Le disposizioni in materia di individuazione e persistenza della competenza che, in sostanza, rafforzano e ampliano la incidenza del principio del primo ingresso, sono valutate negativamente nella relazione trasmessa dal Ministero dell’interno, in quanto suscettibili di penalizzare gli Stati membri come l’Italia che costituiscono Paesi di frontiera. Tali rischi sono riferiti anche relativamente alla soppressione, disposta dall’art. 15, delle disposizioni che, in base alla normativa vigente, prevedono la cessazione della responsabilità dopo 12 mesi dall’attraversamento clandestino delle frontiere. Negli stessi termini è valutata la prevista soppressione dell’art. 19 che nel testo vigente prevede la cessazione della competenza dello Stato membro in caso di allontanamento volontario dello straniero oppure in esecuzione della decisione di rimpatrio o di ritiro o di rigetto della domanda. In proposito, si rileva che le preoccupazioni manifestate dal nostro Paese trovano riscontro anche nelle valutazioni espresse da Spagna, Grecia, Cipro, Polonia, Bulgaria e Romania.
******
● **ESERCIZI PROPOSTI**:
(a) Secondo il brano sulla competenza degli Stati membri, quali Paesi condividono le preoccupazioni espresse dall'Italia?
(b) Traduci in inglese questa frase del brano sulla competenza degli Stati membri: "In proposito, si rileva che le preoccupazioni manifestate dal nostro Paese trovano riscontro anche nelle valutazioni espresse da Spagna, Grecia, Cipro, Polonia, Bulgaria e Romania."
(c) Scrivi il seguito del brano sulla competenza degli Stati membri, cominciando subito dopo la sua ultima frase.
L'elenco riportato di seguito non ha alcun ruolo in questo lavoro.

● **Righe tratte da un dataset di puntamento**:
******
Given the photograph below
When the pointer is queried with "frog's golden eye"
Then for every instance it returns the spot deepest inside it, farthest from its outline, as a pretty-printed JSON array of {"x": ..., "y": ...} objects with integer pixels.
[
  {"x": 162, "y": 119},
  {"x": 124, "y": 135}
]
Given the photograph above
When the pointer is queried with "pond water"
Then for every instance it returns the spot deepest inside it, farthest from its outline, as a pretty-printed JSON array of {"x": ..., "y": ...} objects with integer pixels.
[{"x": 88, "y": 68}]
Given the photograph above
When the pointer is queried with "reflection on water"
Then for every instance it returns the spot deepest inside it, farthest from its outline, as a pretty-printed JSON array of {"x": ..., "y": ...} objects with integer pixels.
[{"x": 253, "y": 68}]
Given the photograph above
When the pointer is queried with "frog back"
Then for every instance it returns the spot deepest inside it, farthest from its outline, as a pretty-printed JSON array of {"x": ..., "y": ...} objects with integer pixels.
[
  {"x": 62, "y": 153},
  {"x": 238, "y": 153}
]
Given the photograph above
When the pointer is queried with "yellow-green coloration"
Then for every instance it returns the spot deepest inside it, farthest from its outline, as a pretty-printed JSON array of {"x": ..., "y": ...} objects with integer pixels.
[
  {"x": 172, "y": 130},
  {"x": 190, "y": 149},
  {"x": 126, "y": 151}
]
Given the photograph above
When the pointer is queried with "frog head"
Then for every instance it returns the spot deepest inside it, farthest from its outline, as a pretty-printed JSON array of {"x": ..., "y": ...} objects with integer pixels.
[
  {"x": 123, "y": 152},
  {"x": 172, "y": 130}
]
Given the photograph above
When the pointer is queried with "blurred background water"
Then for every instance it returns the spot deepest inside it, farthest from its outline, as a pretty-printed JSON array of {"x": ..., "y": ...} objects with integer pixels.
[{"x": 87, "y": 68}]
******
● **RISPOSTE PER ESERCIZIO**:
(a) Spagna, Grecia, Cipro, Polonia, Bulgaria e Romania.

(b) In this regard, it is noted that the concerns raised by our country are also reflected in the assessments expressed by Spain, Greece, Cyprus, Poland, Bulgaria, and Romania.

(c)
Il Ministero dell’interno propone, quindi, che i criteri di individuazione dello Stato competente dovrebbero essere radicalmente modificati facendo prevalere, piuttosto che il principio di primo ingresso, una chiave di distribuzione che rifletta le dimensioni, la ricchezza e la capacità di assorbimento degli Stati membri;
d) per quanto concerne i minori non accompagnati, si stabilisce che la competenza sia dello Stato membro in cui il minore ha presentato per la prima volta la domanda, salvo che ciò non corrisponda all’ “interesse superiore del minore” (art. 10).
Al riguardo, si segnala che nella relazione trasmessa dal Ministero dell’interno, viene sottolineato che tali disposizioni risulterebbero in contrasto con la decisione della Corte di giustizia C-648/11 n. 648/2013 in forza della quale per il minore non accompagnato che ha presentato domanda di asilo in più di uno Stato membro, la competenza è posta a carico dello Stato in cui il minore si trova. La relazione auspica quindi che tale orientamento venga mantenuto modificando in tal senso la disposizione richiamata.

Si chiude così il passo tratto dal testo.